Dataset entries
*** Block opens ***
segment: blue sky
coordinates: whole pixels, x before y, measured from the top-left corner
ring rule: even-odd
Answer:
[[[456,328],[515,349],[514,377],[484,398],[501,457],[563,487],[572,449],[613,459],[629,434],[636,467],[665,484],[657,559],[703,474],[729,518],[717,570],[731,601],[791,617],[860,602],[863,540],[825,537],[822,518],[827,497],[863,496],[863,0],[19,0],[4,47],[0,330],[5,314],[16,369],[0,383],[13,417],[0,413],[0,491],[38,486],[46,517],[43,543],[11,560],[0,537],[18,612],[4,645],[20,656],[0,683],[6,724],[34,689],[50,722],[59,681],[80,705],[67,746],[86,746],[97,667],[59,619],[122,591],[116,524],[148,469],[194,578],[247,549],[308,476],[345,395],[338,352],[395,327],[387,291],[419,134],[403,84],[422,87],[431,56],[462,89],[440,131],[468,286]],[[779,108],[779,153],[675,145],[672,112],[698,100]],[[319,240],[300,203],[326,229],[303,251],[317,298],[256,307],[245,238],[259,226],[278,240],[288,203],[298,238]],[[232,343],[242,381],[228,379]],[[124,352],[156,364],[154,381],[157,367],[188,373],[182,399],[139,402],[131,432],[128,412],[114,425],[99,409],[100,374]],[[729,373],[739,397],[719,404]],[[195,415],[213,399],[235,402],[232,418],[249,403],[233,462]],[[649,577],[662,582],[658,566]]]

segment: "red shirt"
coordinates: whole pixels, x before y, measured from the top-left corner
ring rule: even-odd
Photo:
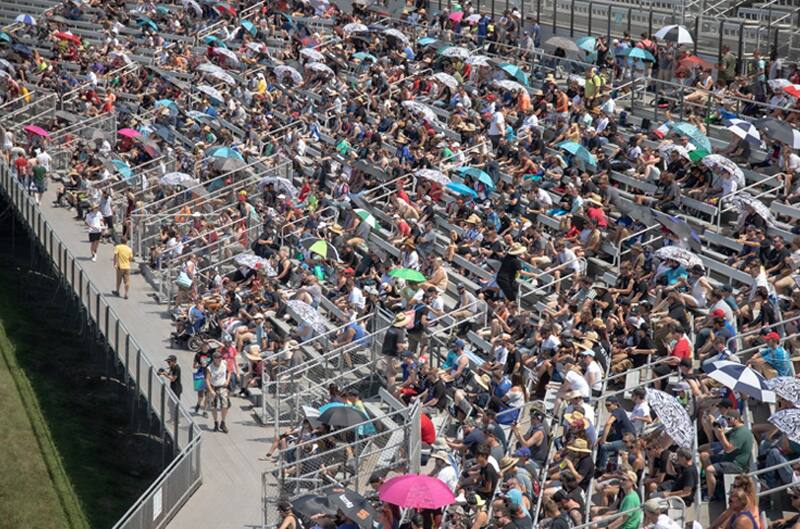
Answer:
[[[686,335],[681,336],[681,339],[675,343],[675,346],[672,348],[672,351],[669,354],[670,356],[678,357],[681,360],[691,359],[692,344],[689,341],[689,338],[687,338]]]
[[[603,208],[597,208],[590,206],[586,215],[597,222],[597,226],[599,228],[608,228],[608,219],[606,219],[606,214],[603,211]]]
[[[432,445],[436,441],[436,427],[431,418],[424,413],[419,416],[419,432],[423,443]]]

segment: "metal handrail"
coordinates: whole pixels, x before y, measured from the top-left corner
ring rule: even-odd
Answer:
[[[731,175],[731,178],[733,178],[733,175]],[[733,193],[730,193],[730,194],[727,194],[727,195],[722,195],[721,197],[719,197],[719,200],[717,201],[717,228],[720,227],[720,223],[722,222],[722,214],[723,213],[727,213],[728,211],[731,211],[731,210],[735,209],[735,206],[730,204],[730,203],[733,202],[733,200],[735,198],[737,198],[740,194],[742,194],[742,193],[744,193],[746,191],[749,191],[749,190],[751,190],[751,189],[753,189],[755,187],[761,187],[765,183],[767,183],[767,182],[769,182],[771,180],[777,180],[777,179],[778,179],[778,175],[767,176],[763,180],[759,180],[757,182],[753,182],[752,184],[750,184],[748,186],[745,186],[745,187],[743,187],[741,189],[737,189]],[[758,198],[758,197],[764,196],[764,195],[769,194],[771,192],[772,192],[772,189],[768,189],[766,191],[763,191],[763,192],[759,193],[754,198]],[[729,203],[728,207],[725,208],[725,209],[722,209],[722,205],[725,202]]]
[[[794,317],[786,319],[786,320],[781,320],[781,321],[779,321],[777,323],[772,323],[770,325],[763,325],[763,326],[759,327],[758,329],[754,329],[752,331],[747,331],[747,332],[742,333],[742,334],[737,334],[736,336],[732,336],[732,337],[728,338],[728,341],[725,342],[725,346],[726,347],[730,347],[732,342],[734,342],[736,340],[741,340],[745,336],[752,336],[754,334],[758,334],[758,333],[761,332],[762,329],[772,329],[772,328],[780,327],[781,325],[786,325],[787,323],[791,323],[793,321],[798,321],[798,320],[800,320],[800,316],[794,316]]]

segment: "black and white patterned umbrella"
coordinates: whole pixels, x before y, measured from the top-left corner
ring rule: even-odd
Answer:
[[[252,253],[240,253],[233,258],[234,262],[239,266],[246,266],[251,270],[261,270],[267,277],[275,277],[278,272],[275,271],[272,264],[263,257],[259,257]]]
[[[703,260],[698,256],[678,246],[664,246],[656,250],[655,254],[659,259],[672,259],[678,261],[684,268],[692,268],[693,266],[703,266]]]
[[[791,441],[800,443],[800,409],[791,408],[775,412],[768,420]]]
[[[792,149],[800,149],[800,131],[793,129],[788,123],[775,118],[763,118],[754,123],[767,138],[785,143]]]
[[[720,360],[704,365],[703,370],[726,388],[763,402],[775,402],[775,392],[757,371],[738,362]]]
[[[772,212],[769,210],[769,208],[765,206],[763,202],[751,196],[750,194],[741,193],[736,195],[733,197],[731,202],[733,202],[733,206],[739,213],[747,212],[747,207],[749,207],[755,212],[756,215],[764,219],[768,226],[775,226],[775,217],[772,215]]]
[[[677,24],[664,26],[656,31],[655,37],[658,40],[674,42],[676,44],[694,44],[694,39],[692,39],[692,34],[689,33],[689,30]]]
[[[800,378],[775,377],[767,380],[767,385],[776,395],[800,407]]]
[[[755,125],[743,119],[729,119],[728,130],[751,145],[761,145],[761,133]]]
[[[684,448],[694,446],[692,419],[678,399],[669,393],[647,388],[647,403],[656,412],[664,430],[673,441]]]
[[[298,322],[308,323],[320,334],[327,332],[322,316],[308,303],[298,299],[292,299],[286,302],[286,307],[293,313],[292,316],[294,316]]]

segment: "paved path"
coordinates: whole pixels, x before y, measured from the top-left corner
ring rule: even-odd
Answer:
[[[196,403],[192,388],[192,358],[187,350],[171,350],[169,335],[172,324],[166,306],[151,297],[152,289],[139,273],[131,276],[130,299],[117,298],[112,265],[113,246],[101,244],[97,262],[90,260],[88,235],[83,223],[74,219],[74,210],[54,208],[55,188],[42,199],[42,214],[56,233],[82,262],[90,279],[106,296],[125,326],[141,344],[154,365],[166,365],[169,354],[178,357],[182,368],[184,392],[182,401],[189,409]],[[137,267],[138,269],[138,267]],[[203,430],[203,485],[173,518],[170,529],[238,529],[261,526],[261,472],[266,463],[259,461],[272,441],[272,429],[259,426],[250,411],[250,403],[234,397],[228,416],[229,434],[211,431],[213,422],[197,417]],[[210,426],[209,426],[210,425]]]

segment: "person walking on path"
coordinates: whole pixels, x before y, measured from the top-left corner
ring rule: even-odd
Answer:
[[[125,284],[125,299],[128,299],[128,291],[131,288],[131,263],[133,262],[133,250],[128,246],[128,238],[124,235],[119,240],[119,244],[114,247],[114,269],[117,271],[117,288],[112,292],[119,296],[119,286]]]
[[[178,357],[169,355],[167,357],[167,367],[168,369],[159,369],[158,374],[169,380],[169,388],[180,400],[181,393],[183,393],[183,385],[181,384],[181,366],[178,365]]]
[[[228,396],[228,386],[231,382],[231,374],[228,371],[228,364],[222,361],[222,353],[219,351],[213,355],[213,360],[206,369],[206,387],[208,396],[211,398],[211,417],[214,418],[214,431],[222,430],[228,433],[225,426],[225,417],[228,415],[228,408],[231,401]],[[221,417],[217,417],[217,408],[220,410]],[[221,419],[221,421],[218,421]]]
[[[89,248],[92,251],[92,262],[97,262],[97,247],[100,246],[100,237],[103,235],[103,215],[96,203],[92,204],[91,211],[86,215],[86,226],[89,228]]]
*** Block closes ***
§ Description of the task: Omit every picture while transcribing the records above exactly.

§ Written solution:
segment: blue sky
coordinates: whole pixels, x before y, measured from the top-left corner
ring rule: even-odd
Answer:
[[[456,328],[515,349],[514,377],[484,398],[501,457],[563,487],[572,449],[613,459],[629,434],[636,467],[665,484],[657,559],[703,474],[729,518],[717,570],[731,601],[791,617],[860,602],[863,540],[825,537],[822,518],[827,497],[863,496],[863,0],[19,0],[4,47],[0,330],[5,314],[16,369],[0,383],[13,417],[0,413],[0,491],[38,486],[46,517],[43,543],[11,560],[0,537],[18,612],[4,645],[20,656],[0,683],[6,724],[34,689],[50,722],[59,681],[80,705],[67,746],[86,746],[97,667],[59,619],[122,591],[116,524],[148,469],[194,578],[247,549],[308,476],[345,395],[338,352],[395,327],[387,291],[419,134],[403,84],[422,87],[431,56],[462,89],[440,131],[468,286]],[[779,108],[779,153],[675,145],[672,112],[698,100]],[[319,240],[300,203],[326,229],[303,251],[317,298],[256,307],[245,238],[259,226],[278,240],[288,203],[298,238]],[[232,343],[242,381],[228,379]],[[124,352],[156,364],[154,381],[157,367],[188,373],[182,399],[139,402],[131,432],[128,412],[114,425],[99,409],[100,374]],[[729,373],[739,397],[719,404]],[[195,415],[213,399],[235,402],[232,418],[249,403],[233,462]],[[649,577],[662,582],[658,566]]]

segment: "red shirt"
coordinates: whole pixels, x before y, measured from the top-left corner
ring rule: even-odd
Photo:
Answer:
[[[686,335],[681,336],[681,339],[675,343],[675,346],[672,348],[672,351],[669,354],[670,356],[678,357],[681,360],[691,359],[692,344],[689,341],[689,338],[687,338]]]
[[[603,208],[597,208],[590,206],[586,215],[597,222],[597,226],[599,228],[608,228],[608,219],[606,219],[606,214],[603,211]]]
[[[432,445],[436,441],[436,427],[431,418],[424,413],[419,416],[419,432],[423,443]]]

segment: "metal handrail"
coordinates: whole pixels, x before y, measured from the top-left corner
ring rule: even-odd
Answer:
[[[731,175],[731,178],[733,178],[733,175]],[[733,193],[730,193],[730,194],[727,194],[727,195],[722,195],[721,197],[719,197],[719,200],[717,201],[717,228],[720,227],[720,223],[722,222],[722,214],[723,213],[727,213],[728,211],[731,211],[731,210],[735,209],[735,206],[730,204],[730,203],[733,202],[733,200],[735,198],[737,198],[740,194],[742,194],[742,193],[744,193],[746,191],[749,191],[749,190],[751,190],[751,189],[753,189],[755,187],[761,187],[765,183],[767,183],[767,182],[769,182],[771,180],[777,180],[777,179],[778,179],[778,175],[767,176],[763,180],[759,180],[757,182],[753,182],[752,184],[750,184],[748,186],[745,186],[745,187],[743,187],[741,189],[737,189]],[[758,198],[758,197],[764,196],[764,195],[769,194],[771,192],[772,192],[772,189],[768,189],[766,191],[763,191],[763,192],[759,193],[754,198]],[[729,203],[728,207],[725,208],[725,209],[722,209],[722,205],[725,202]]]
[[[794,317],[786,319],[786,320],[781,320],[781,321],[779,321],[777,323],[772,323],[770,325],[763,325],[763,326],[759,327],[758,329],[754,329],[752,331],[747,331],[747,332],[742,333],[742,334],[737,334],[736,336],[732,336],[732,337],[728,338],[728,341],[725,342],[725,346],[726,347],[730,347],[732,342],[734,342],[736,340],[741,340],[745,336],[752,336],[754,334],[758,334],[758,333],[761,332],[762,329],[772,329],[772,328],[780,327],[781,325],[786,325],[787,323],[791,323],[793,321],[798,321],[798,320],[800,320],[800,316],[794,316]]]

segment: "black and white patterned umbrella"
coordinates: whole pixels, x before y, measured from the top-left corner
ring rule: even-odd
Answer:
[[[252,253],[240,253],[233,258],[234,262],[239,266],[246,266],[251,270],[261,270],[267,277],[275,277],[278,272],[275,271],[272,264],[263,257],[259,257]]]
[[[703,260],[698,256],[678,246],[664,246],[656,250],[655,254],[659,259],[672,259],[678,261],[684,268],[692,268],[693,266],[703,266]]]
[[[791,441],[800,443],[800,409],[791,408],[775,412],[768,420]]]
[[[792,149],[800,149],[800,131],[793,129],[788,123],[775,118],[763,118],[754,123],[767,138],[785,143]]]
[[[720,360],[704,365],[703,370],[726,388],[763,402],[775,402],[775,392],[757,371],[738,362]]]
[[[772,212],[769,210],[769,208],[765,206],[763,202],[751,196],[750,194],[741,193],[736,195],[733,197],[731,202],[733,202],[733,206],[739,213],[747,212],[747,207],[749,207],[755,212],[756,215],[764,219],[768,226],[775,226],[775,217],[772,215]]]
[[[677,24],[664,26],[656,31],[655,37],[658,40],[674,42],[676,44],[694,44],[694,39],[692,39],[692,34],[689,33],[689,30]]]
[[[800,378],[775,377],[767,380],[767,385],[776,395],[800,407]]]
[[[755,125],[743,119],[729,119],[728,130],[751,145],[761,145],[761,133]]]
[[[684,448],[694,446],[692,419],[678,399],[669,393],[647,388],[647,403],[656,412],[664,430],[673,441]]]
[[[298,322],[308,323],[320,334],[327,332],[322,316],[308,303],[298,299],[292,299],[286,302],[286,307],[293,313],[292,316],[294,316]]]

segment: "paved path"
coordinates: whole pixels, x before y, measured from the top-left corner
ring rule: even-odd
Answer:
[[[196,403],[192,388],[192,358],[187,350],[171,350],[169,335],[172,324],[166,306],[151,297],[152,289],[139,273],[131,276],[130,299],[117,298],[112,265],[113,246],[101,244],[97,262],[90,260],[88,235],[83,223],[74,219],[74,210],[54,208],[55,188],[42,199],[42,214],[56,233],[82,262],[90,279],[106,296],[125,326],[141,344],[154,365],[166,365],[169,354],[178,357],[182,368],[184,392],[182,401],[189,409]],[[137,267],[138,269],[138,267]],[[203,430],[203,485],[173,518],[170,529],[238,529],[261,526],[261,472],[266,463],[259,461],[272,441],[272,429],[259,426],[250,411],[250,403],[234,397],[228,416],[229,434],[211,431],[213,422],[197,417]],[[210,426],[209,426],[210,425]]]

segment: "person walking on path"
coordinates: whole pixels, x before y, measured from the top-left corner
ring rule: even-odd
Answer:
[[[125,284],[125,299],[128,299],[128,291],[131,288],[131,263],[133,262],[133,250],[128,246],[128,238],[124,235],[119,240],[119,244],[114,247],[114,269],[117,271],[117,288],[112,292],[119,296],[119,286]]]
[[[178,357],[169,355],[167,357],[167,367],[168,369],[159,369],[158,374],[169,380],[169,388],[180,400],[181,393],[183,393],[183,385],[181,384],[181,366],[178,365]]]
[[[228,396],[228,386],[231,382],[231,374],[228,371],[228,364],[222,361],[222,353],[219,351],[213,355],[213,360],[206,369],[206,387],[208,396],[211,398],[211,417],[214,418],[214,431],[222,430],[228,433],[225,426],[225,417],[228,415],[228,408],[231,401]],[[221,417],[217,417],[217,408],[220,410]],[[221,419],[221,421],[218,421]]]
[[[89,248],[92,251],[92,262],[97,262],[97,247],[100,246],[100,237],[103,235],[103,215],[96,203],[92,204],[91,211],[86,215],[86,226],[89,228]]]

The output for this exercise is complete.